EXERCISE DESCRIPTION: Beginning with the line that contains "Q: give x and y for each instance of the football", copy each subsequent line of the data below through the last one, including both ends but not the pictures.

Point annotation dataset records:
┏━━

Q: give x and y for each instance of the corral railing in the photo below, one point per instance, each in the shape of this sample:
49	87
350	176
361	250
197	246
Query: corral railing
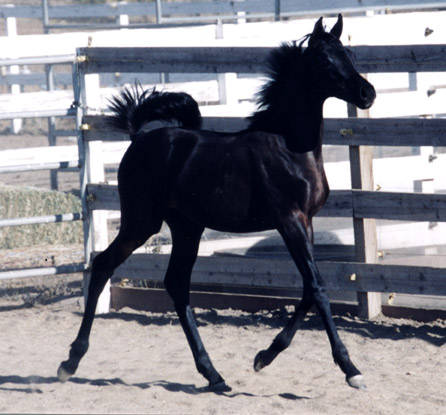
161	12
363	203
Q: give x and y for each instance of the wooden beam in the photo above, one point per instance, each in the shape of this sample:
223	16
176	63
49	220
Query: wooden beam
399	132
341	203
252	272
368	59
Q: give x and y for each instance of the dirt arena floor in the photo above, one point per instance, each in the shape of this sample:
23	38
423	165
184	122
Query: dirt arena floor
139	362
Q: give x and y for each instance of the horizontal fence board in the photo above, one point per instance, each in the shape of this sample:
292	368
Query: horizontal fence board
359	204
385	131
368	59
283	274
173	59
337	131
399	206
217	7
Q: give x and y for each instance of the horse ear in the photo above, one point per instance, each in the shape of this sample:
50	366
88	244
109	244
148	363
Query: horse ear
337	28
318	28
318	31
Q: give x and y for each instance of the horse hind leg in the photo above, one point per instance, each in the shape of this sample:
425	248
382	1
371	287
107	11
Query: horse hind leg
102	269
185	242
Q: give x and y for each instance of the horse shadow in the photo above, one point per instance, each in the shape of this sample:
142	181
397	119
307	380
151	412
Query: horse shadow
30	385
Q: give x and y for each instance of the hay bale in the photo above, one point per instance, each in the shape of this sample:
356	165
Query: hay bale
18	202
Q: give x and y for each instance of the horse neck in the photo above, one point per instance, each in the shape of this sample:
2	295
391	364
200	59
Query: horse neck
299	122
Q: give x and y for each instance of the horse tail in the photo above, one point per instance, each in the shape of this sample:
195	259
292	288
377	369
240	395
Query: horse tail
134	107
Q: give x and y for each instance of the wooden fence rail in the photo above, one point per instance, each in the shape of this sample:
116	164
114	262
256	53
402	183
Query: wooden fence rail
360	203
193	12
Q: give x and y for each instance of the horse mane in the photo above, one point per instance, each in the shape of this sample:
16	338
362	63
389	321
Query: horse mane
134	107
284	66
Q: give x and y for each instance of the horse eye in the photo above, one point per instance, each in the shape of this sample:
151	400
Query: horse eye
350	53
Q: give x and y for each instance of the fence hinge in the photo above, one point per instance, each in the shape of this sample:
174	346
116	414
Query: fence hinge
91	197
346	131
81	58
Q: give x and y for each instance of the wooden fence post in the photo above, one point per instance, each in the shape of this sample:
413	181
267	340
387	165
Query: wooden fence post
11	31
227	88
86	94
361	169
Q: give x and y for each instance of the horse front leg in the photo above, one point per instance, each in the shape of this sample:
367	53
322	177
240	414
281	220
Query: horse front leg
294	230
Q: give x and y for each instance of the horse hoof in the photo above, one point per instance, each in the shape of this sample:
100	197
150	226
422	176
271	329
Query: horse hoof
356	382
63	375
259	362
220	387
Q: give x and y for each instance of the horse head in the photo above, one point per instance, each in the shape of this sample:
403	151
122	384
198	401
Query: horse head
331	68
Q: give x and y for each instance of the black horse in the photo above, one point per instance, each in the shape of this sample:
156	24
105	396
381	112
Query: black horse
269	176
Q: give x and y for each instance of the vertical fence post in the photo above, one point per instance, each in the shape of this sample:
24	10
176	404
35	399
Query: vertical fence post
11	31
361	169
95	172
227	88
159	12
277	10
45	16
86	95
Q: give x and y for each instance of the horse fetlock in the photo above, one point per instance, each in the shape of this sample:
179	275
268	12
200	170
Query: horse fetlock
220	386
356	382
262	359
78	349
65	371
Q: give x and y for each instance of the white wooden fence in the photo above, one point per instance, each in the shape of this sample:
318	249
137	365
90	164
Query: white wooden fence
397	132
192	12
363	202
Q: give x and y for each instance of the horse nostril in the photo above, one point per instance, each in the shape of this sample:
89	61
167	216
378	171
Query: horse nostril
363	93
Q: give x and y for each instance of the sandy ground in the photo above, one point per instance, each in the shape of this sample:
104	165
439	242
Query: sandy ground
139	362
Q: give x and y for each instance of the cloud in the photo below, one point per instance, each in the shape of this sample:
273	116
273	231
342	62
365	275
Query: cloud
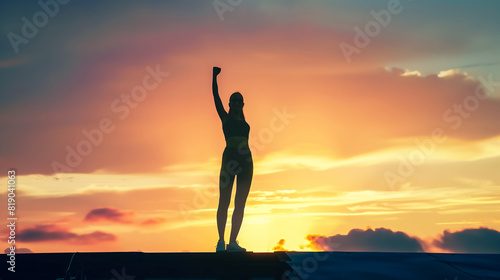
18	250
358	240
109	214
472	240
153	221
279	246
47	233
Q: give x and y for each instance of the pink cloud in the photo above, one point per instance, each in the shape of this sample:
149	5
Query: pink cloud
52	233
109	214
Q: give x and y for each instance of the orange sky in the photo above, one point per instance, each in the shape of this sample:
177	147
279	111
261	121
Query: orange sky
337	146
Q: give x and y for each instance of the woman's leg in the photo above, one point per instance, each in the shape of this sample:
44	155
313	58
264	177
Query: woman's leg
226	180
243	183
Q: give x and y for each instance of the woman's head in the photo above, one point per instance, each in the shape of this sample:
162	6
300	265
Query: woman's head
236	104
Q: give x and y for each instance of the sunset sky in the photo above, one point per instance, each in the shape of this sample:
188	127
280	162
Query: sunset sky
374	124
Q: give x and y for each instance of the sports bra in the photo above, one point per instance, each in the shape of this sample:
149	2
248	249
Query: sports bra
235	127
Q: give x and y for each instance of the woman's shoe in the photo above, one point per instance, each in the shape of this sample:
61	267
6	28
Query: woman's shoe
221	246
234	247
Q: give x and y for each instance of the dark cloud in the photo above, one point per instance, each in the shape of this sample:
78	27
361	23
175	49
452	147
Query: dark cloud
358	240
47	233
472	240
109	214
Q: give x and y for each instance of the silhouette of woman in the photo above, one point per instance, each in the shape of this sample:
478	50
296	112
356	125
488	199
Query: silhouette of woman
236	160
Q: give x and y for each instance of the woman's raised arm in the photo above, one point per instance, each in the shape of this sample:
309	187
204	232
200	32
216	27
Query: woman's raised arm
215	90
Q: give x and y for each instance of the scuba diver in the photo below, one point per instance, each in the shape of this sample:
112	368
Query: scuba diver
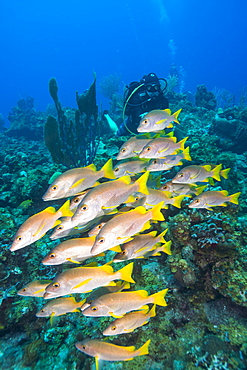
142	97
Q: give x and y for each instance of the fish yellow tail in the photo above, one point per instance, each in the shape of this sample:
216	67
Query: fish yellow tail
200	189
160	237
144	349
224	173
186	153
234	198
182	142
216	172
125	273
108	170
156	213
175	115
159	298
142	183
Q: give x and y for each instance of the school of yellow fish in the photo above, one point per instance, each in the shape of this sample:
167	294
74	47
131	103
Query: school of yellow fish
116	214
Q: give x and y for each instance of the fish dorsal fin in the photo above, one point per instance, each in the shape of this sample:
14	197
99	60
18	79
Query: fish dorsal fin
141	210
91	167
77	183
142	293
106	268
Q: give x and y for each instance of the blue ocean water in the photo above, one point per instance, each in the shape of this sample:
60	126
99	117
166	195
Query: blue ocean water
71	40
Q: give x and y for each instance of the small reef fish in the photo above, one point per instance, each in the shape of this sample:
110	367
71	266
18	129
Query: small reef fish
130	322
76	180
140	245
109	195
130	168
179	189
105	290
118	304
120	228
85	279
194	173
158	120
161	147
60	306
34	289
132	147
72	250
213	198
110	352
156	196
36	226
164	164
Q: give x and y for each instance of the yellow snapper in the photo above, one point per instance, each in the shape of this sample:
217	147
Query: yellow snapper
163	164
117	304
139	246
161	147
194	173
156	196
213	198
108	195
130	322
132	147
110	352
36	226
120	285
130	168
76	180
72	250
60	306
85	279
157	120
179	189
34	289
120	228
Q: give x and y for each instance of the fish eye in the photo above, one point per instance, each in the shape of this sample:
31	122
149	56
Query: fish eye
84	207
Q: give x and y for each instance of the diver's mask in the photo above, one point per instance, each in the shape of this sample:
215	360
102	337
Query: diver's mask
152	89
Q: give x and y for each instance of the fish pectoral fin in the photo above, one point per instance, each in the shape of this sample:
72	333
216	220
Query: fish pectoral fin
115	316
70	260
77	183
82	283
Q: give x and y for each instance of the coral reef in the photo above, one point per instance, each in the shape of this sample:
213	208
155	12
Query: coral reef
204	325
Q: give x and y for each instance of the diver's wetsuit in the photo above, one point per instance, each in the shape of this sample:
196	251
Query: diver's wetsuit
138	104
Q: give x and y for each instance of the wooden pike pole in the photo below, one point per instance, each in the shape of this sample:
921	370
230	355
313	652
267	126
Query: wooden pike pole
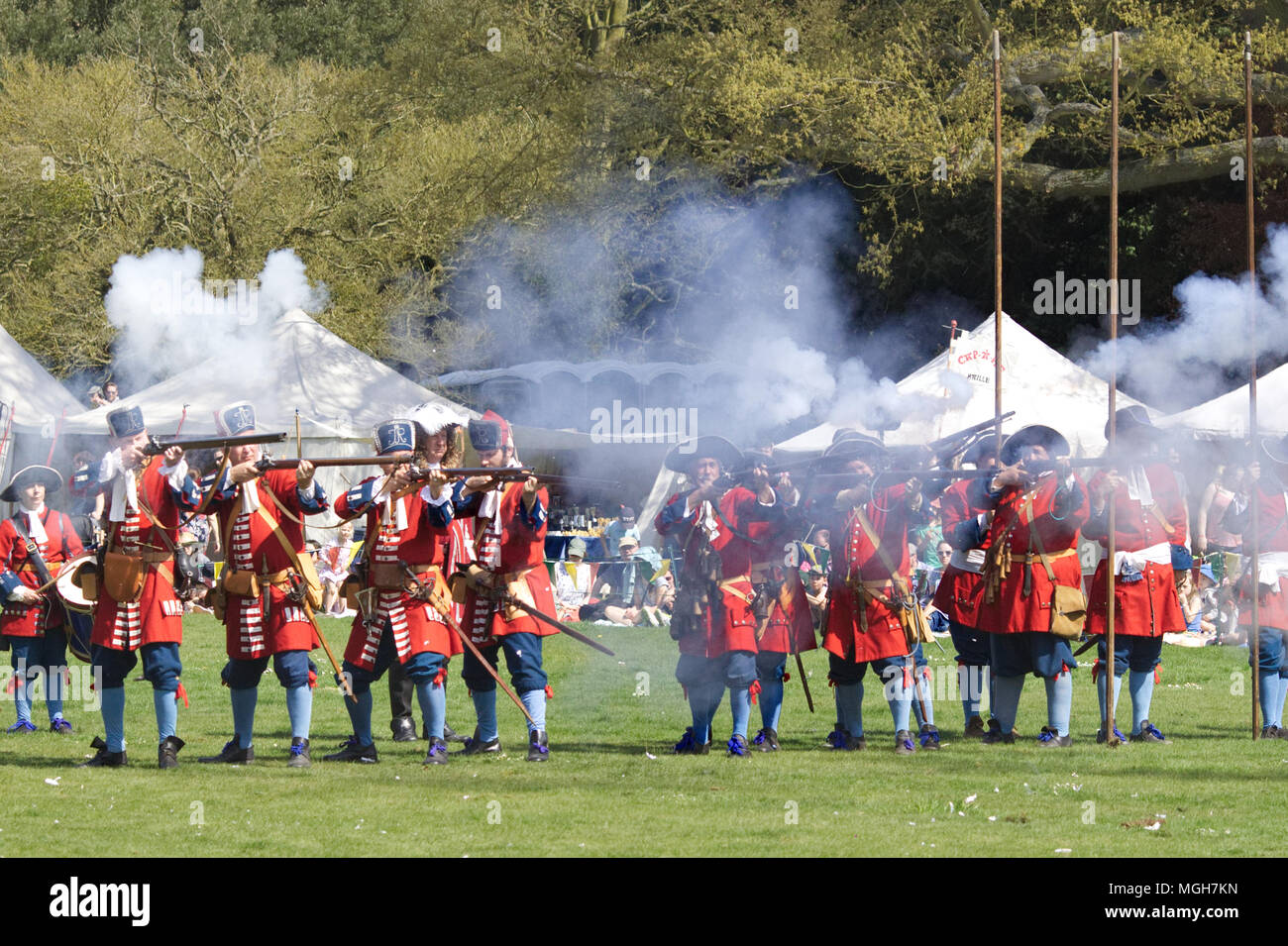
1254	630
1108	668
997	242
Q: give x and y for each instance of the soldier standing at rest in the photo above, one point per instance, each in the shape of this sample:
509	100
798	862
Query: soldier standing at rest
871	597
34	543
713	620
262	585
1031	554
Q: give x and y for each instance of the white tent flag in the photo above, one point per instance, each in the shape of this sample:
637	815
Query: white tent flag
1038	383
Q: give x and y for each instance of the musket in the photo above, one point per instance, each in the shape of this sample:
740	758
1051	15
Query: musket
510	600
294	463
967	434
201	443
514	473
445	609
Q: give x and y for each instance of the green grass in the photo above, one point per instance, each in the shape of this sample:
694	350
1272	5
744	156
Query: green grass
601	794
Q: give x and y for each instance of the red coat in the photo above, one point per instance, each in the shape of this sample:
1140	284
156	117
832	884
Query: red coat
511	542
960	591
62	543
417	628
254	547
1012	611
791	623
732	626
1273	534
158	615
1150	606
859	560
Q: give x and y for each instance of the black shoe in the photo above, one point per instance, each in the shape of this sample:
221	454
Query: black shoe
300	757
167	753
437	755
351	751
539	747
476	747
1051	738
1147	734
232	753
108	760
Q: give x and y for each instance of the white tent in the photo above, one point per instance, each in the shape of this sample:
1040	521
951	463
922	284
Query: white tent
31	391
1038	383
342	395
1228	415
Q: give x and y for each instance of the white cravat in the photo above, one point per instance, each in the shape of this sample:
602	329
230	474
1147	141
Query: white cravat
35	528
394	511
125	490
250	497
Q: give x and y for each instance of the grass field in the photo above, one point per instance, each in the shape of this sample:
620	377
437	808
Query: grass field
612	788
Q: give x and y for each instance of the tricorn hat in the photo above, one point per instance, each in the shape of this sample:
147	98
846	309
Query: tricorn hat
1275	448
29	475
127	421
433	417
395	437
1132	420
982	448
1034	435
682	457
490	433
236	418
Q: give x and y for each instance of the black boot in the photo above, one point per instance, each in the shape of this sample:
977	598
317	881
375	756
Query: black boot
108	760
299	753
475	747
437	755
537	745
351	751
232	753
167	753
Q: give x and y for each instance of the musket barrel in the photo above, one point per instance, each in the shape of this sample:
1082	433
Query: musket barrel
201	443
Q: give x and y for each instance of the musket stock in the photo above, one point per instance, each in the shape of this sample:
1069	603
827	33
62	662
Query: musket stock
201	443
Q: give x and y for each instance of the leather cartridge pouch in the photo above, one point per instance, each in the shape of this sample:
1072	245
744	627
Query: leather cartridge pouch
244	583
1068	605
1068	613
387	575
124	577
516	585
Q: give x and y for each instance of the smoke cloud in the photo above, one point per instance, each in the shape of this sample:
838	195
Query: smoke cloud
170	317
1185	362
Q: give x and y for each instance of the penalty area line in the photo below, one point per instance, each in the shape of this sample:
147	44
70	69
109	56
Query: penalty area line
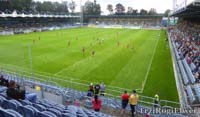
150	64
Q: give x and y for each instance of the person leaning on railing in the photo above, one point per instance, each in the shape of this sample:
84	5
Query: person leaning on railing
17	92
96	102
3	81
133	100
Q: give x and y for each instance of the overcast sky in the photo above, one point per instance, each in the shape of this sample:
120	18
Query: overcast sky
160	5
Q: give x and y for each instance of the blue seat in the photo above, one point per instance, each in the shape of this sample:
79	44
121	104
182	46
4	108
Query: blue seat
46	114
29	111
68	115
11	113
56	112
190	94
39	107
197	91
2	111
12	104
25	102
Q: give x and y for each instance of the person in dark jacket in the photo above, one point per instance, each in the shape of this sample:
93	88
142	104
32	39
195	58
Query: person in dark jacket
3	81
96	102
14	92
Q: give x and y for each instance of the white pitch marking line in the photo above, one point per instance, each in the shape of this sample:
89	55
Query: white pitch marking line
149	67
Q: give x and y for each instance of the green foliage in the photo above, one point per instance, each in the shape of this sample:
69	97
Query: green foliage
122	57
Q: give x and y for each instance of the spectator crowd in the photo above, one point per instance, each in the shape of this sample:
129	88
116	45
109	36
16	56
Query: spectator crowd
186	36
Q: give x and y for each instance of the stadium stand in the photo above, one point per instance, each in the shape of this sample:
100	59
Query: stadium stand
25	23
126	21
64	107
185	39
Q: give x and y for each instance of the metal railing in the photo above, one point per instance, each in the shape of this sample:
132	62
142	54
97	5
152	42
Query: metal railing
76	84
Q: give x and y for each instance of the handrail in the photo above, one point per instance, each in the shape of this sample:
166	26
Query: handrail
143	99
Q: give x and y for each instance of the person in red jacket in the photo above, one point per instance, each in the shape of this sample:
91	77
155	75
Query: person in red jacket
96	102
125	98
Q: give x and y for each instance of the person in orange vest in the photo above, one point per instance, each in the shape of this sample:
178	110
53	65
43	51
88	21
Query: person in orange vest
133	100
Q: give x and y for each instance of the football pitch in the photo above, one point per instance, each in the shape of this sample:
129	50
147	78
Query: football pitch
125	58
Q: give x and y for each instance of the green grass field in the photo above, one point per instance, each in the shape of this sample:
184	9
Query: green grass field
131	59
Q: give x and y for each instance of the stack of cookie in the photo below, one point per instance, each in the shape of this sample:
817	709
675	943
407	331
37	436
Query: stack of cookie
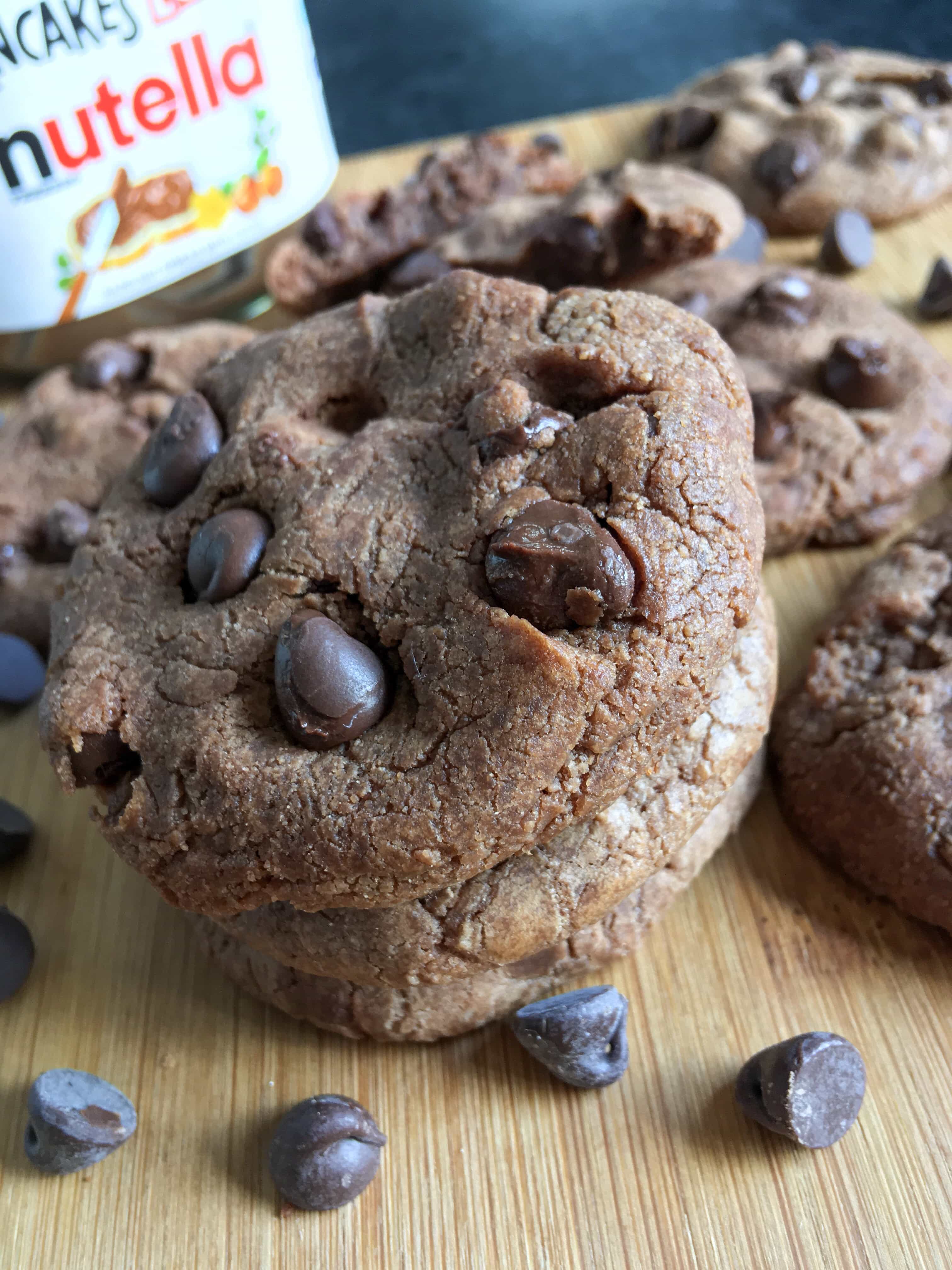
423	658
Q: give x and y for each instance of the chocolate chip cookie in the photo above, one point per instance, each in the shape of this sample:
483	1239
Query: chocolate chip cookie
492	556
349	244
426	1014
864	759
542	896
614	229
61	446
800	133
852	407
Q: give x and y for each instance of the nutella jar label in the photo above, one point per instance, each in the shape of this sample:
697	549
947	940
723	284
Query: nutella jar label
144	140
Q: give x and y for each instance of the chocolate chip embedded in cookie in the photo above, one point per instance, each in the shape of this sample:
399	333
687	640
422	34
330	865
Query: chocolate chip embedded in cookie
852	407
798	138
359	439
862	747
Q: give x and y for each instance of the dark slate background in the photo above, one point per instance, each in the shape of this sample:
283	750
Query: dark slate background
404	70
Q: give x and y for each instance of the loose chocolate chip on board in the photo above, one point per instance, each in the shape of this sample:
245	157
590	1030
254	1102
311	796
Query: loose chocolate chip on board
326	1153
554	564
181	450
17	953
75	1121
579	1036
225	553
847	243
809	1089
331	688
936	300
16	831
861	375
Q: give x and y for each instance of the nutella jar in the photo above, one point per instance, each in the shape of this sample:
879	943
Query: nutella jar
150	154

┗━━

RESPONSE TO THE EXERCISE:
Q: give x and y for each instance of the football pitch in the photo above, one point per instance, each in the shape of this sample:
129	50
147	78
Query: football pitch
125	58
Q: give x and y for each instance of the green grass field in the photo above, one point per instance, each in the shape of this sample:
184	9
Query: green grass field
131	59
Q: give x and y for each instance of the stack of cookie in the photo below, one point per instance, each in the shape of this sample:
817	709
675	943
407	331
37	436
Query: stack of cookie
423	658
Q: give x and y for each instance of the chocolate chip cookie in the photo above, one point per instance, each in the shape of this sample:
483	1239
Query: chocolate chip cookie
492	556
349	244
426	1014
864	759
542	896
614	229
61	446
800	133
852	407
Q: give x and y for each instance of the nutella jar label in the photo above, one point per instance, each in the shape of this sample:
697	549
947	940
723	284
Query: nutella jar label
144	140
Q: give x and y for each instance of the chocolate chip embedded in cookie in the photo above, one point per instance, each in the shape of this sample:
399	333
687	640
422	34
330	865
Query: chocolate chip embedded in cookie
852	407
798	138
359	439
862	747
Q: give x and y for each instance of the dark slate background in the photo above, one point per instance, each in the shape of this sample:
283	750
Query: dark slate background
404	70
Q: give x and y for each instance of the loose chocolate chip on board in the photo above, one point per instance, each in the shape of this sample:
245	157
590	1030
254	1102
311	796
Query: loose chocolate chip on board
326	1153
554	564
181	450
17	953
75	1121
579	1036
225	553
847	243
809	1089
331	688
936	300
16	831
861	375
Q: give x and y for each instance of the nutella jar in the photo above, one point per instance, each in the shape of this sample:
879	943
Query: nutella jar
150	154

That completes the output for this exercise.